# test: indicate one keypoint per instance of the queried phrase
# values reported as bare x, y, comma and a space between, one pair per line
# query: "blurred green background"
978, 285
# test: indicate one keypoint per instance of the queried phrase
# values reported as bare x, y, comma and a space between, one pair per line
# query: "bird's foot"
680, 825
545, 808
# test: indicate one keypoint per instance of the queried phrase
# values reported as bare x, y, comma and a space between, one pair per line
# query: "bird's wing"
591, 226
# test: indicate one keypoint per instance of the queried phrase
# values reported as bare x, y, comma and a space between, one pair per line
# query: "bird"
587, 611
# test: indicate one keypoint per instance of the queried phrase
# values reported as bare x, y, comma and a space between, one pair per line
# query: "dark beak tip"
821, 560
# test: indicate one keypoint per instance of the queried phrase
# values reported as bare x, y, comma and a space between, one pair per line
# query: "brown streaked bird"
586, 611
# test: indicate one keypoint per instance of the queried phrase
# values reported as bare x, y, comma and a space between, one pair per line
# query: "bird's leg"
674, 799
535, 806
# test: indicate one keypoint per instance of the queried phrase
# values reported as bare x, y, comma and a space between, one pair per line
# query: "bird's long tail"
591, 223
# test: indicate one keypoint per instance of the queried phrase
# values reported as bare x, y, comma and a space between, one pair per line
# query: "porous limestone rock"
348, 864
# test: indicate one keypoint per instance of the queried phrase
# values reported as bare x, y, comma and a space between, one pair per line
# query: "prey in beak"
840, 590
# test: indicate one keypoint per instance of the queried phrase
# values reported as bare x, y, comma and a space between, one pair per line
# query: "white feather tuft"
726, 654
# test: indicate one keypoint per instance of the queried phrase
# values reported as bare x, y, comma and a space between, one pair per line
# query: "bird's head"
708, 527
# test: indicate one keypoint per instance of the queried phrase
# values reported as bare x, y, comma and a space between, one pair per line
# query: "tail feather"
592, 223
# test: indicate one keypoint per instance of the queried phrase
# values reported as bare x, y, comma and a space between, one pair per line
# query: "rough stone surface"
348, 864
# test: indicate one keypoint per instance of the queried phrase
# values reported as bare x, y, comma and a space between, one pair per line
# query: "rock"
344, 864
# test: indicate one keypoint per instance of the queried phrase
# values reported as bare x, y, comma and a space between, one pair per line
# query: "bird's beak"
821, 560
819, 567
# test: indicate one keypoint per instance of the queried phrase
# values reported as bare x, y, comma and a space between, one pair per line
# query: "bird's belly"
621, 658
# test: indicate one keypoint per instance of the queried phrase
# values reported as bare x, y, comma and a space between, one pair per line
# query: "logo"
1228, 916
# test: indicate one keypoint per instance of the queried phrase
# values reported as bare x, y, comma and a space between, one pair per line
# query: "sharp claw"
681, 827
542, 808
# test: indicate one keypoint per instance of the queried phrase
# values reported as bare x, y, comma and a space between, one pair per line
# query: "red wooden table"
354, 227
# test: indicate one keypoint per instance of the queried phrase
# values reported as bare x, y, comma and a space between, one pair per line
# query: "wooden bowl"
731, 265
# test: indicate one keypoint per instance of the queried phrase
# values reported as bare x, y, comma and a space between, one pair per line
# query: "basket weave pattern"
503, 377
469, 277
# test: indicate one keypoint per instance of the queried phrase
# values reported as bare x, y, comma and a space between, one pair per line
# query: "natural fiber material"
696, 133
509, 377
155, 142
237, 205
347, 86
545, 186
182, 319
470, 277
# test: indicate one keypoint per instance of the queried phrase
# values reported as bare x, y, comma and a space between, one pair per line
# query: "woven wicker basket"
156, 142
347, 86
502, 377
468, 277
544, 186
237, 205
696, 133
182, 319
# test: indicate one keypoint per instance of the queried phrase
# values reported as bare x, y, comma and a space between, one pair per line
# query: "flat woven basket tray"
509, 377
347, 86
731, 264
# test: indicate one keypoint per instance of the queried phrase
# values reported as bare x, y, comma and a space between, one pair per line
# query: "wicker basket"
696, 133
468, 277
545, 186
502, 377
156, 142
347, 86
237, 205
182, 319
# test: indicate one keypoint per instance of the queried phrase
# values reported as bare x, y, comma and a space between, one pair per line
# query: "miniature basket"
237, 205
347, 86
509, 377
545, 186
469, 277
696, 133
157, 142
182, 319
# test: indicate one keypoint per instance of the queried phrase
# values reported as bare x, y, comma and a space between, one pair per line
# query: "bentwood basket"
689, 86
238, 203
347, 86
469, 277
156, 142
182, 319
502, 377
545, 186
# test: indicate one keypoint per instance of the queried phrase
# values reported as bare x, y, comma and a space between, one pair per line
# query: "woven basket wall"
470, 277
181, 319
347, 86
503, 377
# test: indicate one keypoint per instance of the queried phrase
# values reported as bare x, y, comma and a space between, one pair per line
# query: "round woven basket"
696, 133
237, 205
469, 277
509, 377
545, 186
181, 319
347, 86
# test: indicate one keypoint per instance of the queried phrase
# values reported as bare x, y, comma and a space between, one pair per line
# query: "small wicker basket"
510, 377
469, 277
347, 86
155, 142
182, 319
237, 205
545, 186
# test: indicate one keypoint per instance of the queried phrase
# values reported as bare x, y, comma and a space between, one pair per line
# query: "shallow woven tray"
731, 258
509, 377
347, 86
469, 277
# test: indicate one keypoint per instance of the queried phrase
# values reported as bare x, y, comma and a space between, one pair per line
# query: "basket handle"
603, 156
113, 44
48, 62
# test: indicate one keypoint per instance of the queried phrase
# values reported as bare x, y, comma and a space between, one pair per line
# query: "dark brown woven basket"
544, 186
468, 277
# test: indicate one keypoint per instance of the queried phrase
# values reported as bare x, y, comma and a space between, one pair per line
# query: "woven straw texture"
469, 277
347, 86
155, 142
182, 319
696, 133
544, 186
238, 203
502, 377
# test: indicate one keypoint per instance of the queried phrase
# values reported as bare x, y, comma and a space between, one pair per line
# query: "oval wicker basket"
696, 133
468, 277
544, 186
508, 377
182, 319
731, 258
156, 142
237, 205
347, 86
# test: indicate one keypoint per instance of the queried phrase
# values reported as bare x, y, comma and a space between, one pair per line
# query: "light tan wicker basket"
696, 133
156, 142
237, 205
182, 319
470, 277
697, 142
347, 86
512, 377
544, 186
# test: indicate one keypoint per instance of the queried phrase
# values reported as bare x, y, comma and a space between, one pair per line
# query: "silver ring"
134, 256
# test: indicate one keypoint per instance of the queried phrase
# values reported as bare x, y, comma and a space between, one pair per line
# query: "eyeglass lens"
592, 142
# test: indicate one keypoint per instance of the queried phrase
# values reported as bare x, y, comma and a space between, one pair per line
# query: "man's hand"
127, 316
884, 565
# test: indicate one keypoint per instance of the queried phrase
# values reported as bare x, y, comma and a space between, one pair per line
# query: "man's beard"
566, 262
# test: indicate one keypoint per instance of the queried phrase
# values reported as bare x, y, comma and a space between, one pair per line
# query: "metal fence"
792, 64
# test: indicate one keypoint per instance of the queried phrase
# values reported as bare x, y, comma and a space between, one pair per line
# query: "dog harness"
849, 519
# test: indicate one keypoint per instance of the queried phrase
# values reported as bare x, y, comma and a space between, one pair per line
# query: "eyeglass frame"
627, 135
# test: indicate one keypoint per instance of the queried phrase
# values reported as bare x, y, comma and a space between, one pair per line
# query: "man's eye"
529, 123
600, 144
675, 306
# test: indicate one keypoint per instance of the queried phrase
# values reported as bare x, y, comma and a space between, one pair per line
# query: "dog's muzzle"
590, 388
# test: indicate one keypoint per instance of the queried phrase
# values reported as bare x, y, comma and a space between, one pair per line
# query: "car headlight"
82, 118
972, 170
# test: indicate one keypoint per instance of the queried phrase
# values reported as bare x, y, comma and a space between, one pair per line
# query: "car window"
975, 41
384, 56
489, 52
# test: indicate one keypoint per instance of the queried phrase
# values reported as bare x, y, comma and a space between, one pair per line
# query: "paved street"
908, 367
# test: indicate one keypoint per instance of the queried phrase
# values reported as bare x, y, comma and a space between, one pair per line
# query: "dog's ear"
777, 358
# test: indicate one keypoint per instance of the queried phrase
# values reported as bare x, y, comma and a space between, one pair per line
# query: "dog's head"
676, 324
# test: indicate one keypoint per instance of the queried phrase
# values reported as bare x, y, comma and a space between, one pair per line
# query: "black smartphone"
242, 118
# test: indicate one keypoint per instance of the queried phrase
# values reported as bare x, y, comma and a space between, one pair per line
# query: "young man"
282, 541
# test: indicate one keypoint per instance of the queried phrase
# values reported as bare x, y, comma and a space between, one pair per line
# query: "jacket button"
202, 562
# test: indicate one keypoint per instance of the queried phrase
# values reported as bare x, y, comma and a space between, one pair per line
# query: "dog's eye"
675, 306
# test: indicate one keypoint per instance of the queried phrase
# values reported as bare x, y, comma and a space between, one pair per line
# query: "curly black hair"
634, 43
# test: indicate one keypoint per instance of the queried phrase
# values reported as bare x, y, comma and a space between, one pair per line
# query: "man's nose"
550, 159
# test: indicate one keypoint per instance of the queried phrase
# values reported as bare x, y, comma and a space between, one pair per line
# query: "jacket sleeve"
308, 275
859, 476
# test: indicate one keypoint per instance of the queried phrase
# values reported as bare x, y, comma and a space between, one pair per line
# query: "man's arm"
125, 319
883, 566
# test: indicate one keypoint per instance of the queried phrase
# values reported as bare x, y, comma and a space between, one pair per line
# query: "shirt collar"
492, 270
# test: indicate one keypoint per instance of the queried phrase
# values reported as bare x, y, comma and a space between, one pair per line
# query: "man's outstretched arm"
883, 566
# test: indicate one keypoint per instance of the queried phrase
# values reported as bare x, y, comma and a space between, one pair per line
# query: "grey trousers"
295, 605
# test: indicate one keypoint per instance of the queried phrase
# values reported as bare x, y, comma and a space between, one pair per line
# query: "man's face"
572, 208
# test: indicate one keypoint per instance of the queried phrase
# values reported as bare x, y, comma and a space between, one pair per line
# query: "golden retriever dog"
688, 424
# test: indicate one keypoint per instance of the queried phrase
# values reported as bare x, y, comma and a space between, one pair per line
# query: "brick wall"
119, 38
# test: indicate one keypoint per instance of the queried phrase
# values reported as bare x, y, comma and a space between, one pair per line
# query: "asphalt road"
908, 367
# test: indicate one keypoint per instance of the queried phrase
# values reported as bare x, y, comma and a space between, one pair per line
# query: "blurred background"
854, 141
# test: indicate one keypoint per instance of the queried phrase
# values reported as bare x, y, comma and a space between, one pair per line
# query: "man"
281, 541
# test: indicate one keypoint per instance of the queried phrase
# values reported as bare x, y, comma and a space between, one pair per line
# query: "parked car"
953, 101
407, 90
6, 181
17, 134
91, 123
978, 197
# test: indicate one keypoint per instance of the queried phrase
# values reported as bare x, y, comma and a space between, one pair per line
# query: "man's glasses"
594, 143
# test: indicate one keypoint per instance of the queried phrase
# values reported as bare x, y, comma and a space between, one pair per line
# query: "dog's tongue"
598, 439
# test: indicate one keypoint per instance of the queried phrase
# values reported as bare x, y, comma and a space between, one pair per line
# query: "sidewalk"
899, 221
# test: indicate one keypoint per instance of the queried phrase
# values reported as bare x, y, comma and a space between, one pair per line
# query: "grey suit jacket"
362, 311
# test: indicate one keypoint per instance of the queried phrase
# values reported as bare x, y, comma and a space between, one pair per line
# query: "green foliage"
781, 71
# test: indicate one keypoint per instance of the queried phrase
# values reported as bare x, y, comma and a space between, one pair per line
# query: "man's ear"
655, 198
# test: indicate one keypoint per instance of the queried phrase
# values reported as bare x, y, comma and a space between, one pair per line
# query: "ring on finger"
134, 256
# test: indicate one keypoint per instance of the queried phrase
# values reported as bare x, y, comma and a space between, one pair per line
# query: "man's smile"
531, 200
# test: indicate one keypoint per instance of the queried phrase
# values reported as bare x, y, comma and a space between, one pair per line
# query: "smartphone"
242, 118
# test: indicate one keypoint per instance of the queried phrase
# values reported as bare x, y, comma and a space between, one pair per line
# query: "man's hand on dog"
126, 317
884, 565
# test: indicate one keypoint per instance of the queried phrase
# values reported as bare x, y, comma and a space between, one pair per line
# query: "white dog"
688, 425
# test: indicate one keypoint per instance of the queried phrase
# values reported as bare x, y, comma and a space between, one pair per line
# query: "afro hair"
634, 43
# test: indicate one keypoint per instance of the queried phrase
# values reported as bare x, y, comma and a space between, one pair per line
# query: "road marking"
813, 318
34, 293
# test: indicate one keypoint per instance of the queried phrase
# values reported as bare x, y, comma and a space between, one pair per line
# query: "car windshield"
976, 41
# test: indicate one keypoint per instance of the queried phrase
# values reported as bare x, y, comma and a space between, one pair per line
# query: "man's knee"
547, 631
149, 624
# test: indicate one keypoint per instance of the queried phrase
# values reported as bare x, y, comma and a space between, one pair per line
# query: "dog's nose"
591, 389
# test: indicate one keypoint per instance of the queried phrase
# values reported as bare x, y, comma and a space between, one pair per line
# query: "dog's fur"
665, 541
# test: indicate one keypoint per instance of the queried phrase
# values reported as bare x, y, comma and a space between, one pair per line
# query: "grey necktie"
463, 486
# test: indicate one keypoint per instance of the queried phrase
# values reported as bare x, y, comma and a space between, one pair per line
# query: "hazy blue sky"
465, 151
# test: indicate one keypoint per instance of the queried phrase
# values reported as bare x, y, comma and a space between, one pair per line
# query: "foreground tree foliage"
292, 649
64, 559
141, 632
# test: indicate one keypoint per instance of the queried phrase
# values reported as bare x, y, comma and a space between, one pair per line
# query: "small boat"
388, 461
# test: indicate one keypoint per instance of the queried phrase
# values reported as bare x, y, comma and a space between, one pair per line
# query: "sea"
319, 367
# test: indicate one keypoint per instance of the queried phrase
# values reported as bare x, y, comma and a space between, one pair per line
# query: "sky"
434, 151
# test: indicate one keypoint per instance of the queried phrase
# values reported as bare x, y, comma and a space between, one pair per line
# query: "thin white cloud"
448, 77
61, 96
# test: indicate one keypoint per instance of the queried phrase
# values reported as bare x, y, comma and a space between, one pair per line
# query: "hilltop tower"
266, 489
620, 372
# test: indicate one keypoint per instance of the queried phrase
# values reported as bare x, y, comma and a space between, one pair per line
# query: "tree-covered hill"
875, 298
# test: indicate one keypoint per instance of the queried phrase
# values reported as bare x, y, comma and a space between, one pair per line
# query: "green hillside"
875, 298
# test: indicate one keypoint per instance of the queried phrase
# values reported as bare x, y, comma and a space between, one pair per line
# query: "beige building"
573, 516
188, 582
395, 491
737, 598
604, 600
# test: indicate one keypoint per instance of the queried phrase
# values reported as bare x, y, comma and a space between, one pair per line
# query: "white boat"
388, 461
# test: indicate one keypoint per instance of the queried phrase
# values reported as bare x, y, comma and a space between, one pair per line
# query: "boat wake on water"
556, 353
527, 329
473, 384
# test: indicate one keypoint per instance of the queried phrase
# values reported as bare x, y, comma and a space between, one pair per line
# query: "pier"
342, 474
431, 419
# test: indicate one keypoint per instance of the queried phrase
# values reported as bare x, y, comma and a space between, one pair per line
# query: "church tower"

=-=-=

_Objective_
Please pick out every line in the items above that contains the word "black".

_Result for this exercise_
# query: "black smartphone"
# query: "curly black hair"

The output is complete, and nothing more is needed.